▶ **EXERCISE REQUIREMENTS**
In the text on game music and sound, what was the first home PC soundcard to support surround sound?

▶ **EXTRACT PROVIDED**
Although interactive music has been around for centuries, its use in games today has become a hallmark of a well-designed game.

Space Invaders was the first game in history to feature interactive music

Space Invaders was the first game in history to feature interactive music

Interactive music responds to what the player and game is doing—so you eat an invincibility mushroom, and the music changes, or day turns to night and the sound responds. Interactive music helps the player know what’s going on in the game, can warn them about low health or special status, and makes playing a lot more fun.

The first interactive music in games was used in Space Invaders (1977): a simple descending four notes that sounded like a heartbeat that sped up as the levels progressed. Since then, interactive music has grown in leaps and bounds, and may adjust to the tiniest change in the game, like number of enemies in the area, or amount of ammo left. This makes it harder to play the game without the music turned on, making the music an integral part of the game.
 

#8 Surround Sound

We’d be remiss if we didn’t mention the role of surround sound in playing an awesome game. Surround sound was around in the arcades before the home, and you could sit in a seat that had speakers right behind your head. The first home PC soundcard to support surround sound was Diamond Monster Sound, in 1997. Since then, the sound has gotten a lot better, added more speakers (the latest consoles support 8 or 9 speakers in a 7.1 or 8.1 configuration).

▶ **RECORD SET**
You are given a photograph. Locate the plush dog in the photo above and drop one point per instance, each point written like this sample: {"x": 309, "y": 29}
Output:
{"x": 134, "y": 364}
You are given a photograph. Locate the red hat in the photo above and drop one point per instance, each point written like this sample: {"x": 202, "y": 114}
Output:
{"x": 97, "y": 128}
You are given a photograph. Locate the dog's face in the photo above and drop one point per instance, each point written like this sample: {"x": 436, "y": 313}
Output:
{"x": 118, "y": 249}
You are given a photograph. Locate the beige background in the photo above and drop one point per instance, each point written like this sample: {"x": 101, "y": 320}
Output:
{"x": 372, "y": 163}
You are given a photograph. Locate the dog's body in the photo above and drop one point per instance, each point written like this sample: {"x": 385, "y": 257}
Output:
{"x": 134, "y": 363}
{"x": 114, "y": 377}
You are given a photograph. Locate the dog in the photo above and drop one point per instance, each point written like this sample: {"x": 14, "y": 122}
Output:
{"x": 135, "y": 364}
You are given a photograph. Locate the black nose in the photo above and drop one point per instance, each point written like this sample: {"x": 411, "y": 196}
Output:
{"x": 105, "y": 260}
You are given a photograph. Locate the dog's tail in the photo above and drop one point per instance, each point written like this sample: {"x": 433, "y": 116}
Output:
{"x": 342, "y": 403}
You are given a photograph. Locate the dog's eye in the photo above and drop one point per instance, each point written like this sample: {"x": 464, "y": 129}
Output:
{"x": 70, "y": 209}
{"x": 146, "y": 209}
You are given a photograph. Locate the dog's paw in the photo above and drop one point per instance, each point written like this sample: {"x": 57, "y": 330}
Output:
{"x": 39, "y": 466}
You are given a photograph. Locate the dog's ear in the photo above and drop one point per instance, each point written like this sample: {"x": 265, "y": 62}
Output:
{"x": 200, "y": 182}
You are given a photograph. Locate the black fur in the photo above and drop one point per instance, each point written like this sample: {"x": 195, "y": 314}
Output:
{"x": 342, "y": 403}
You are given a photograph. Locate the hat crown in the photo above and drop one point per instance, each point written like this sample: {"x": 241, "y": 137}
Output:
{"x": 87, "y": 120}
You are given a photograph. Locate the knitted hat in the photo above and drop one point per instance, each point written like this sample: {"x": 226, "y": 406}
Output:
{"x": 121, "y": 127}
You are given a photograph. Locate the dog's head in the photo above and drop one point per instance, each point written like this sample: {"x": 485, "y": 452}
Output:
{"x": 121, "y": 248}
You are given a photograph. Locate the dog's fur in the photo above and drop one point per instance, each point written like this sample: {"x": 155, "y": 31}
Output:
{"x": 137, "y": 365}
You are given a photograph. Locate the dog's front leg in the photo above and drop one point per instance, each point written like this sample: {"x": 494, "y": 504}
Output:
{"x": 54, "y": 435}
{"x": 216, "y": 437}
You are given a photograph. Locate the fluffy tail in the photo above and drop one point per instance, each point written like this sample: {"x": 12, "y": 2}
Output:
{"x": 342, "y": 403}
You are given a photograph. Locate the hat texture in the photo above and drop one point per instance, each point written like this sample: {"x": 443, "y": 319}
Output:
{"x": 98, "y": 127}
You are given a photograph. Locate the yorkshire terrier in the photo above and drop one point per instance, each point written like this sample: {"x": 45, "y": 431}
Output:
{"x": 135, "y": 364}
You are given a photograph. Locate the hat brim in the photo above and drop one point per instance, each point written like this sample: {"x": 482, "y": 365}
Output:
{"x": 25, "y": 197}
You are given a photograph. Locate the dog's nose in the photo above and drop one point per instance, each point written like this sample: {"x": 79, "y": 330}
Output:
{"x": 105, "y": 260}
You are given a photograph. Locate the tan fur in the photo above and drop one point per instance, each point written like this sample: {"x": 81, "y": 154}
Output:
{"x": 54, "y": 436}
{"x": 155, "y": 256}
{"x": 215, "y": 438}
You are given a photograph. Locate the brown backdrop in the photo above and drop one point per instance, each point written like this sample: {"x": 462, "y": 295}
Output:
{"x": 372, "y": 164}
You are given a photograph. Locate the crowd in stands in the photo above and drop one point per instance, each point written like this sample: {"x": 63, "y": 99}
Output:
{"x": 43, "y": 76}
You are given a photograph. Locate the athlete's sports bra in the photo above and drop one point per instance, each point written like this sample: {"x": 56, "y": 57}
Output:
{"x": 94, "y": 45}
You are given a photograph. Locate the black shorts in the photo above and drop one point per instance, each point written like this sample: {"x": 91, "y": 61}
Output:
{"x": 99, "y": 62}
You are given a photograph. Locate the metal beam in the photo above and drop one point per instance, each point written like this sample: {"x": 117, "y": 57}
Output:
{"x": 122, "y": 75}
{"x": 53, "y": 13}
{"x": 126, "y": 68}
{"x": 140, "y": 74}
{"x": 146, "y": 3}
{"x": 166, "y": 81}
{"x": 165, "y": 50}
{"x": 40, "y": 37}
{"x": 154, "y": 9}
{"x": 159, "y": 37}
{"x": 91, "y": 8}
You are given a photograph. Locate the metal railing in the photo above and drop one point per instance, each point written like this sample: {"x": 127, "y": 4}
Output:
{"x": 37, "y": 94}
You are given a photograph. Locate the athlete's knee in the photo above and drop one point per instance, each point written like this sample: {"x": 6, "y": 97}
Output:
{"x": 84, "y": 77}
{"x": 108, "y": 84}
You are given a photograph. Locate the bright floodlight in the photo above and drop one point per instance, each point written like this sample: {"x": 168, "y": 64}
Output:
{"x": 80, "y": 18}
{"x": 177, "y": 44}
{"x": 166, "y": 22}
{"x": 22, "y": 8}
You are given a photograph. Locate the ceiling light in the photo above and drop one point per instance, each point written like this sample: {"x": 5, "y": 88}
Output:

▶ **ANSWER**
Diamond Monster Sound, in 1997.